*Stated task:*
In the data, take the lines between the one holding "any window blinds." and the one holding "(225, 158), (247, 260)", inclusive, change "automated detector" to "automatic detector", and write those lines out again with nothing else altered.

[Region labeling data]
● ● ●

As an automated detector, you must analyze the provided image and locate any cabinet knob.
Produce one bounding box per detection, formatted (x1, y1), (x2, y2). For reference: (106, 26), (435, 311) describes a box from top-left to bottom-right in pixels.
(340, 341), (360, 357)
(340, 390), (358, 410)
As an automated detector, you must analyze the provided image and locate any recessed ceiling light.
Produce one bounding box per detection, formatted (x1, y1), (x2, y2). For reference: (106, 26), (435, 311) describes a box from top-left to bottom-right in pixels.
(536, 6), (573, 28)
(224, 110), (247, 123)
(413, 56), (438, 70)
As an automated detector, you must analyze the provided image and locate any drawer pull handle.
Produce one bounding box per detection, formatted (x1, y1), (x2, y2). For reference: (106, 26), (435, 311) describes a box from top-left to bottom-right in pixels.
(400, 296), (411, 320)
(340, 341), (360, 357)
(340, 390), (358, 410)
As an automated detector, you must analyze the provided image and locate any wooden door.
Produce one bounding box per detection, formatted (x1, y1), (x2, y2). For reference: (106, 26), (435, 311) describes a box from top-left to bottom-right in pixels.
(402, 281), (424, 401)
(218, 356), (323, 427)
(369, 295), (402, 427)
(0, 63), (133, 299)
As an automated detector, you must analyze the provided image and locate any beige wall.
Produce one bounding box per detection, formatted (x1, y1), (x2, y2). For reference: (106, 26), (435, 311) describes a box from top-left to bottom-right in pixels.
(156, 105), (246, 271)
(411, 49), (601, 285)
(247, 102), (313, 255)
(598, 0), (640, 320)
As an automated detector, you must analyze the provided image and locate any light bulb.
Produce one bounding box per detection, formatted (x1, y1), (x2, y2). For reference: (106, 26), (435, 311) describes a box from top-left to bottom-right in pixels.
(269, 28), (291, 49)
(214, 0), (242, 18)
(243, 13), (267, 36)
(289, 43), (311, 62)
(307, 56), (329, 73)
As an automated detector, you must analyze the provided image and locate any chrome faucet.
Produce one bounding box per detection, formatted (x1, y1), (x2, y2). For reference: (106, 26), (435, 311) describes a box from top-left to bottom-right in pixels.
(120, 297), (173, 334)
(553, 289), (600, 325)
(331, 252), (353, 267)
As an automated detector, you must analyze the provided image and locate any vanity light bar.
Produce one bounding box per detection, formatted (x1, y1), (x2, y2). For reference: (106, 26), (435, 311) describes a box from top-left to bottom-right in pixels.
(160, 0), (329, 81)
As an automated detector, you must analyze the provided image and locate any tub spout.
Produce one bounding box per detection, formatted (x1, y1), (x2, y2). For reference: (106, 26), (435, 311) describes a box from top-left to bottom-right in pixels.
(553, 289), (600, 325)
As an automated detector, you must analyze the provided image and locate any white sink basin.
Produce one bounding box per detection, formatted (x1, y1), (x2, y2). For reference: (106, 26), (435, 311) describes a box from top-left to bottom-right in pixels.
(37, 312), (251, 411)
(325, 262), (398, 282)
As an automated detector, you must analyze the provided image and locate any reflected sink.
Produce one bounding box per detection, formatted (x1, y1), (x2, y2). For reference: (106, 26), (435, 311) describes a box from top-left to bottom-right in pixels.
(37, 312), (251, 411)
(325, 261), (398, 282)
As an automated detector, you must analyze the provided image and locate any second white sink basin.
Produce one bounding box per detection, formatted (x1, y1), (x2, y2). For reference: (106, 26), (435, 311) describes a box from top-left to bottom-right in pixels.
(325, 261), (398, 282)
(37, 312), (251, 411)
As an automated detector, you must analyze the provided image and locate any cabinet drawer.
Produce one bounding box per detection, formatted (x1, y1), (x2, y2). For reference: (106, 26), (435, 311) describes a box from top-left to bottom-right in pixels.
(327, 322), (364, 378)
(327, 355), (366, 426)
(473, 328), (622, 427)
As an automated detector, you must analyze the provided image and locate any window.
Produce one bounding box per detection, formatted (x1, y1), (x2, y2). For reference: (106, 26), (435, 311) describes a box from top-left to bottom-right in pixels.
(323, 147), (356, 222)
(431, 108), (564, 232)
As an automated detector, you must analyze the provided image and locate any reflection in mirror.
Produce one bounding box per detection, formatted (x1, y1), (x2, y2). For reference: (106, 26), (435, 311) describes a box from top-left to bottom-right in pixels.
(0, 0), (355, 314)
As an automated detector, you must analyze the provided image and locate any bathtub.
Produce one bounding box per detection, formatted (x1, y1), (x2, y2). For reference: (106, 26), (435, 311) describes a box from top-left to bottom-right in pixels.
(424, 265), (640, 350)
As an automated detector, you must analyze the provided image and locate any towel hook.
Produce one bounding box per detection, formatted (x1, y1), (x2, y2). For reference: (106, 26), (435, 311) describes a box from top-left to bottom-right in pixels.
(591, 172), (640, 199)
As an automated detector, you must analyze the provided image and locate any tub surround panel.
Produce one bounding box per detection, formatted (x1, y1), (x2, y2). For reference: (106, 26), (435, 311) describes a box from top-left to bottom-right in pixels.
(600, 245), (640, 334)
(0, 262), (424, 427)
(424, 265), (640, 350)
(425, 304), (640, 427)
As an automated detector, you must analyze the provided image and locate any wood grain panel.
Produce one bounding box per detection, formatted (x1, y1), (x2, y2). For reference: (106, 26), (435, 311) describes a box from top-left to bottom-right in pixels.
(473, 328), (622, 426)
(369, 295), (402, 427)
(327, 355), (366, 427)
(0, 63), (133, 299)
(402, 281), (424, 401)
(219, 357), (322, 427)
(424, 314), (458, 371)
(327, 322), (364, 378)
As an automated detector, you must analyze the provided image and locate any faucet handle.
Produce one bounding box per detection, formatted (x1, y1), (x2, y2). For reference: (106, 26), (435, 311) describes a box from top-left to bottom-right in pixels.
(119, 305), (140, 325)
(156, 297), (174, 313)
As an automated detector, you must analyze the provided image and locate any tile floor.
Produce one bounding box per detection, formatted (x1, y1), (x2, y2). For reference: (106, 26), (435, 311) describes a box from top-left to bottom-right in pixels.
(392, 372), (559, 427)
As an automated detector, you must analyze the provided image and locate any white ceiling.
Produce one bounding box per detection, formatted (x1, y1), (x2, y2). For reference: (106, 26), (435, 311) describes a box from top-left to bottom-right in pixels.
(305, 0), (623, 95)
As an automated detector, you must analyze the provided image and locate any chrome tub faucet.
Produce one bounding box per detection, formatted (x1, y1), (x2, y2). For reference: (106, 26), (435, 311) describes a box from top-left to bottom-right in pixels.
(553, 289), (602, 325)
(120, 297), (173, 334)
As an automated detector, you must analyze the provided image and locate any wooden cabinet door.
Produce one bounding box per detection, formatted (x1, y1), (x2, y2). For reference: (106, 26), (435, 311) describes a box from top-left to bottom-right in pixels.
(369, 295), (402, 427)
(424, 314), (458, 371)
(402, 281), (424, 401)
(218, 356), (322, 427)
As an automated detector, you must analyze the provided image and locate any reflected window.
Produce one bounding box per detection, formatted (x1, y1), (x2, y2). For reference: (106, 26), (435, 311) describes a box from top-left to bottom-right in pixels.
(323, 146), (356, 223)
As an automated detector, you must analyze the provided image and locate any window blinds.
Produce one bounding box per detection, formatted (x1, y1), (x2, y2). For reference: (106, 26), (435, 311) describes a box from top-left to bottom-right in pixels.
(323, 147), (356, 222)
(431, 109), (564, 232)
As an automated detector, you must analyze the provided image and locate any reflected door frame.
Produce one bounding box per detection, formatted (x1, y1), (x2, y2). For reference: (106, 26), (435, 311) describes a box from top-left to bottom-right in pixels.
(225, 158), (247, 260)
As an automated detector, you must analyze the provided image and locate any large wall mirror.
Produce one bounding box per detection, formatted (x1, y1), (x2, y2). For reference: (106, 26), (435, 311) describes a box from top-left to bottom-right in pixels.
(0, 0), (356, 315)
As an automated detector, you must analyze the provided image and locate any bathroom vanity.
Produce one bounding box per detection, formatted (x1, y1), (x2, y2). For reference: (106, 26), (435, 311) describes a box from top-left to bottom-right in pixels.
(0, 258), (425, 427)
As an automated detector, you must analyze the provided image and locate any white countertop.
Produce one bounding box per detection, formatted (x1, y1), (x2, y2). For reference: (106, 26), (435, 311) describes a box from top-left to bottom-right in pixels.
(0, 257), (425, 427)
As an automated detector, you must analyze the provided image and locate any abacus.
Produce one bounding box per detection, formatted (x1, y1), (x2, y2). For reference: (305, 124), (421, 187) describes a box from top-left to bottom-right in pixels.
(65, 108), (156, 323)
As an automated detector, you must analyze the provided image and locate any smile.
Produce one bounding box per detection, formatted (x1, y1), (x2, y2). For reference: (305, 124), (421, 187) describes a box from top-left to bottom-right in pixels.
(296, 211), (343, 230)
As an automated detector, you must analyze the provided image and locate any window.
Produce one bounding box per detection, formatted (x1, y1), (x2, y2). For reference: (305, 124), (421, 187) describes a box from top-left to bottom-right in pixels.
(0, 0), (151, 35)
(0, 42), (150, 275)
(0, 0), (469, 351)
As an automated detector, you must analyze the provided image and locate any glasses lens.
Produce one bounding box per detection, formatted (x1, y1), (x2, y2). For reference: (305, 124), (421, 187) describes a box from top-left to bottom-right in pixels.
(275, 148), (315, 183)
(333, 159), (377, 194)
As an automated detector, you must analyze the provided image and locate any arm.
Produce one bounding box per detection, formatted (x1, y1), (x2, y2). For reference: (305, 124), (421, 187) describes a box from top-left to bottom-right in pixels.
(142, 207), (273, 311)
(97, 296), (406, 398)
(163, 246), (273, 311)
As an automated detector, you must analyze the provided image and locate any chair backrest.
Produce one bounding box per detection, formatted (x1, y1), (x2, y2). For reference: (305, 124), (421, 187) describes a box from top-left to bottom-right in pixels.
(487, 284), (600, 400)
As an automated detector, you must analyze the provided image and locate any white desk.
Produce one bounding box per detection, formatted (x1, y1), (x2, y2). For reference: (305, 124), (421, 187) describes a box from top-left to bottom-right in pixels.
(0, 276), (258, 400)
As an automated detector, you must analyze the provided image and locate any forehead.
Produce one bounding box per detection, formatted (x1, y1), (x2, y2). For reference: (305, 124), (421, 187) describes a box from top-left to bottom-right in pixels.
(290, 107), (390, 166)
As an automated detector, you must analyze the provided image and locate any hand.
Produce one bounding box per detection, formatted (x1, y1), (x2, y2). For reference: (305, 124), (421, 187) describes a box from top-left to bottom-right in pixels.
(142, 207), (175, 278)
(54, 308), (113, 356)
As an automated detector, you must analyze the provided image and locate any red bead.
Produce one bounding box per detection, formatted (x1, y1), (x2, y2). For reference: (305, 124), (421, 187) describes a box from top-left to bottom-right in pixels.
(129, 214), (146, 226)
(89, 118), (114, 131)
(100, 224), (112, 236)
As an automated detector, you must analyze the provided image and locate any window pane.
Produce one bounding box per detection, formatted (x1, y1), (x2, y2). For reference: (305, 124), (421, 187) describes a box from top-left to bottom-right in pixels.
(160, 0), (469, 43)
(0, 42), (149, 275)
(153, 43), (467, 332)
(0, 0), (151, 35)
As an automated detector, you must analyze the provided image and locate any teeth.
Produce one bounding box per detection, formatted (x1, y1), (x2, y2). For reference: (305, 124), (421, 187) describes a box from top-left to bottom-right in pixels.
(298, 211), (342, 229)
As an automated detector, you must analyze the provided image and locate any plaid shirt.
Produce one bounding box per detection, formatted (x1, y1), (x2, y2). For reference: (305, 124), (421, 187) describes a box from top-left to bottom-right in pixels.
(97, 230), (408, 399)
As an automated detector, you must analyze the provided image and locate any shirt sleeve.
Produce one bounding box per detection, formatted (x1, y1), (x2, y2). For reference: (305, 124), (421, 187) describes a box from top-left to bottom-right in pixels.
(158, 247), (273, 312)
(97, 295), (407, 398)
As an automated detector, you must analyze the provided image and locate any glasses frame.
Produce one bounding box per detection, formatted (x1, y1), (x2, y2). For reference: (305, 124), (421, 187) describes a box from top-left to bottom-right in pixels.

● ● ●

*Result:*
As an automatic detector, you must analyze the provided image and locate any window blinds.
Produce one bounding box per detection, formatted (x1, y1), (x2, y2). For reference: (106, 26), (435, 311) describes a box from top-left to bottom-right in pixels.
(323, 147), (356, 222)
(431, 109), (564, 232)
As an automatic detector, you must analyze the provided image and locate any reflected door frame.
Produce one bounding box per detection, formatted (x1, y1), (x2, y2). For reference: (106, 26), (435, 311) describes a box from top-left to bottom-right in pixels.
(225, 158), (247, 260)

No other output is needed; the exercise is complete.